> [Work task A]: In the letter to Oliver about the flu below, list the symptoms the writer says took several days to go away.
> [Work task B]: Continue the letter to Oliver about the flu below, starting right after its last sentence.

> [Passage for review]:
<<<<

Dear Oliver – In Flew Enza

You and I spent the final days of the year 2025 battling the Flu. We tested positive the day after Christmas when I felt like I had some symptoms, but you had been feverish and crabby for days. Grandma noticed that you had mastered the technique of wiping your nose by dragging your arm across it resulting in a crusty mucous buildup on your forearm. Your mom had been sick for a few days, as well. We had all been in close proximity for the Christmas holidays, but we were all vaccinated against the flu. I figured you just had a cold. We tend to blame your daycare environment as the incubator for such things, but who knows where it came from?

On Friday evening, the day after Christmas, I began feeling bad enough to use a home test kit for COVID and the Flu. The good news was that it was not COVID (which can be deadly in old folks like me). The bad news was a strong positive test for Influenza A. Your mom and dad tested you a few hours later and you also tested positive for the same strain of Influenza. You were way further along in the process because you had been feeling bad for days. You seemed lightly affected and were almost finished. My ordeal was just beginning. It would be several days before my runny nose, cough, sinus pain, and general malaise would subside. During your episode, you wiped your nose with your arm and went about your business fussing at anyone who got in your way. I spent 5 days inside the house, resting in my recliner, taking cold medicine and long naps, and tenderly dabbing at my sore nose with tissues.

>>>>

> [Source data]:
<<<<

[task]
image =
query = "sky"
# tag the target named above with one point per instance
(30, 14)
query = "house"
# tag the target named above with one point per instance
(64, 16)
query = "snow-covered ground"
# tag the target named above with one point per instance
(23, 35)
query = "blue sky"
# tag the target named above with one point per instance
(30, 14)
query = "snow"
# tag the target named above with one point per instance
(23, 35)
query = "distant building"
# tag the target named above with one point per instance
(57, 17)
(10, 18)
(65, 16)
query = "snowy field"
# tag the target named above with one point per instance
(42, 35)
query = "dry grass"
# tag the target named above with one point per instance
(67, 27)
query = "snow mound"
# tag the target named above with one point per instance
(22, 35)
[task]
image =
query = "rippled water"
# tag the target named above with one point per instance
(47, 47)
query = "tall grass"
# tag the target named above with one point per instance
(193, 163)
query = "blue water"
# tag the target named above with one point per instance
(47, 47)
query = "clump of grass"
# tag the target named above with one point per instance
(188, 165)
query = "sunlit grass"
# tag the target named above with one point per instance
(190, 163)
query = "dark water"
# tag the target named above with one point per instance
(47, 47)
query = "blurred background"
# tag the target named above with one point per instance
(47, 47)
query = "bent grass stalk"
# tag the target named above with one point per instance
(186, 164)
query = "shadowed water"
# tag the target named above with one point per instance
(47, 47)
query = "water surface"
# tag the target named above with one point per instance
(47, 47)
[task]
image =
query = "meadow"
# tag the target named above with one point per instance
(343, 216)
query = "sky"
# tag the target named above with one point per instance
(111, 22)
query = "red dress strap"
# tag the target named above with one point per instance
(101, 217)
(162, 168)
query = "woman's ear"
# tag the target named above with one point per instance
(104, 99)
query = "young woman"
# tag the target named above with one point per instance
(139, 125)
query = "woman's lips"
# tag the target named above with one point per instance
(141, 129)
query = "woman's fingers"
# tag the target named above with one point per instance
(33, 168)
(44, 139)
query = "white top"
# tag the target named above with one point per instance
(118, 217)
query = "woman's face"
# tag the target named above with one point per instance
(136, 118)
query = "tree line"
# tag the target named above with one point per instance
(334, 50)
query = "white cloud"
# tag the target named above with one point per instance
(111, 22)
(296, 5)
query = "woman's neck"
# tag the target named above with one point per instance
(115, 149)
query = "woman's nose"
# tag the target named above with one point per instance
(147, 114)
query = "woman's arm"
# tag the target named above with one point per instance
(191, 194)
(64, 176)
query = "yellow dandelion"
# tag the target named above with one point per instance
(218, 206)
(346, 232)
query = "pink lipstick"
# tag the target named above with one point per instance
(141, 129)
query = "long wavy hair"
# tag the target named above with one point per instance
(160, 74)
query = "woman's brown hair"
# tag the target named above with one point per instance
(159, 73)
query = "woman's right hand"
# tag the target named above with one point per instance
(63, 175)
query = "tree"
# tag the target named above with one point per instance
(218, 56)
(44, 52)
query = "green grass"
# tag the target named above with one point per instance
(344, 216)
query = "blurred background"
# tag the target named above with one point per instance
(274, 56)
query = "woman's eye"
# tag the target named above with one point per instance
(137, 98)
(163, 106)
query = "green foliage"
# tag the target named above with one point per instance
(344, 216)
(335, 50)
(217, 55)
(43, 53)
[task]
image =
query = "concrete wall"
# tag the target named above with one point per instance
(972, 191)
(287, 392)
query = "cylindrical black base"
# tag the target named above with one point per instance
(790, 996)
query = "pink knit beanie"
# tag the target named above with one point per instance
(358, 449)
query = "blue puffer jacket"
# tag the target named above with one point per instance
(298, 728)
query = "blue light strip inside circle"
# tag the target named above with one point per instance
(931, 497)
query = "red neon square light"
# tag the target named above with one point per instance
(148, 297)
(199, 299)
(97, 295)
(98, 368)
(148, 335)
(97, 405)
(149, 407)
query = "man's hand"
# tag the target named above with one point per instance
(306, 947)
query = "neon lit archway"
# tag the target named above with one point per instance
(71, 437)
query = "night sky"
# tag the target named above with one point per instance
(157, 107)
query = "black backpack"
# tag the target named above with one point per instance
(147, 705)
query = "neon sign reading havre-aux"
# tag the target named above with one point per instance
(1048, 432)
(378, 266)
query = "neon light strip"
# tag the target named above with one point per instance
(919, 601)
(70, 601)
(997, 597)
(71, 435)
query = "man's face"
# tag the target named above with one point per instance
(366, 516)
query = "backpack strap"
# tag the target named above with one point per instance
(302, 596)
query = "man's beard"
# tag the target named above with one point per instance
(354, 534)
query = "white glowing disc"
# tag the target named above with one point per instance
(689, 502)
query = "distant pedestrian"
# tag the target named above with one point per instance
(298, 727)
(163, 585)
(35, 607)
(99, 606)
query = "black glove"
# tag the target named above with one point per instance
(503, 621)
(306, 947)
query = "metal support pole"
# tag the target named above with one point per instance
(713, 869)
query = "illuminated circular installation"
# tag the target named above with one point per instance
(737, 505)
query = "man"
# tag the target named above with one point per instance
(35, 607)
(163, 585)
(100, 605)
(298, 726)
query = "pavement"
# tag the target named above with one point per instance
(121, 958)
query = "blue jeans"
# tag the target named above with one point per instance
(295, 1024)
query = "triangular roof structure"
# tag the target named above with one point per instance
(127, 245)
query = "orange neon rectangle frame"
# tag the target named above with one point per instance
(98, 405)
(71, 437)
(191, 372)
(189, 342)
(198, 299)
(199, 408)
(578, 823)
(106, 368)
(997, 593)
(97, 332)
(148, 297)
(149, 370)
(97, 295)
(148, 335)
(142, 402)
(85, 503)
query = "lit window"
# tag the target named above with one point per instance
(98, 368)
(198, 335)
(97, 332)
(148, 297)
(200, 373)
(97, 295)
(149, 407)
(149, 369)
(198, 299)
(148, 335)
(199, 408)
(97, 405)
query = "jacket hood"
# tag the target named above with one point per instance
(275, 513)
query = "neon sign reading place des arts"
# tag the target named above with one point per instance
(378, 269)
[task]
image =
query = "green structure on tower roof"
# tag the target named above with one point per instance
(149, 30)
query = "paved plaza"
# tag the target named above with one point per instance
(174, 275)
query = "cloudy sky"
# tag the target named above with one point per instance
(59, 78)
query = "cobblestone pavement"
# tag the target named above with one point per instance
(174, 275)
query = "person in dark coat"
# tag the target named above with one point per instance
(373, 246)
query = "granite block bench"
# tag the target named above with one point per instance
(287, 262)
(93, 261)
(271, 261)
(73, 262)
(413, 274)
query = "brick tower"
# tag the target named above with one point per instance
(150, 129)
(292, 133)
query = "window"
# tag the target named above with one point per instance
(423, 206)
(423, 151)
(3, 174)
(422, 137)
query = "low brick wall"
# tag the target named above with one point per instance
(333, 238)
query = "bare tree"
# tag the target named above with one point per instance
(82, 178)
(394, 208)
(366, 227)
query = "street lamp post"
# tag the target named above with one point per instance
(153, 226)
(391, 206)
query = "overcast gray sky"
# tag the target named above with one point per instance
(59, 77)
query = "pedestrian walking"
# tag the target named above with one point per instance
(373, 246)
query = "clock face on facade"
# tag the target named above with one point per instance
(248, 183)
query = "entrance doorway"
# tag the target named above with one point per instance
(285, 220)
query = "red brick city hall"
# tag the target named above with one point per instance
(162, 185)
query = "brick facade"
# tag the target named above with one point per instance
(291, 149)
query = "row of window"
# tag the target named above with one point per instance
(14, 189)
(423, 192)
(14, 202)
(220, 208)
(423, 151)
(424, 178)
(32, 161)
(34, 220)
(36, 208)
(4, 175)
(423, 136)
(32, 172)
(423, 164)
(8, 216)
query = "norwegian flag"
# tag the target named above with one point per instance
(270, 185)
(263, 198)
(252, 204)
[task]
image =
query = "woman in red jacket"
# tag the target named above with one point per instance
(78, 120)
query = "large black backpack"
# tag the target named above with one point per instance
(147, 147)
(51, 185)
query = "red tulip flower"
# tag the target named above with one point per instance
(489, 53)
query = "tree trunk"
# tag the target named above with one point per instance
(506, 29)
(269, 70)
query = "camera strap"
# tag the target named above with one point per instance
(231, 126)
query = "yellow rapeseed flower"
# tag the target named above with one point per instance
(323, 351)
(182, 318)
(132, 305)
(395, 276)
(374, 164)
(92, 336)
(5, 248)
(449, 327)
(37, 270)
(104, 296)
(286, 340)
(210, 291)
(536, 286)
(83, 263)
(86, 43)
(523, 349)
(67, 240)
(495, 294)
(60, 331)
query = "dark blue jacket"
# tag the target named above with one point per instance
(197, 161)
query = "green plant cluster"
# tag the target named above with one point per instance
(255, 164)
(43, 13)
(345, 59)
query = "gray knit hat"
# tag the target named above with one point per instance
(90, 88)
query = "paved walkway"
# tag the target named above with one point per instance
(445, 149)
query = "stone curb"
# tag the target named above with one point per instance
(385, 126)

>>>>

> [Final answer A]: runny nose, cough, sinus pain, general malaise

> [Final answer B]:
We are both fortunate that we live in a time of vaccines, antibiotics, and knowledge of how to deal with the flu. You seem to have come through it unphased. As for me, I am still struggling with a sore throat and fatigue five days after I tested positive.

During the Spanish Flu pandemic of 1918, people had little more than superstition and luck to help them. It started like any flu with a cough, headache, chills, and fever, but it proved far more deadly than anyone expected. It broke out in early 1918 and quickly spread to nearly every part of the world. In some remote places, entire villages were wiped out. October 1918 became the deadliest month in U.S. history when 195,000 people died from the Spanish flu. It seemed nothing could stop it. But it finally ran its course. Nearly one hundred years have passed since this epidemic rocked the world. It seems ironic that this disastrous event is memorialized in a children nursery rhyme that was sung while skipping rope:

I had a little bird, its name was Enza, I opened the window, and in flew Enza.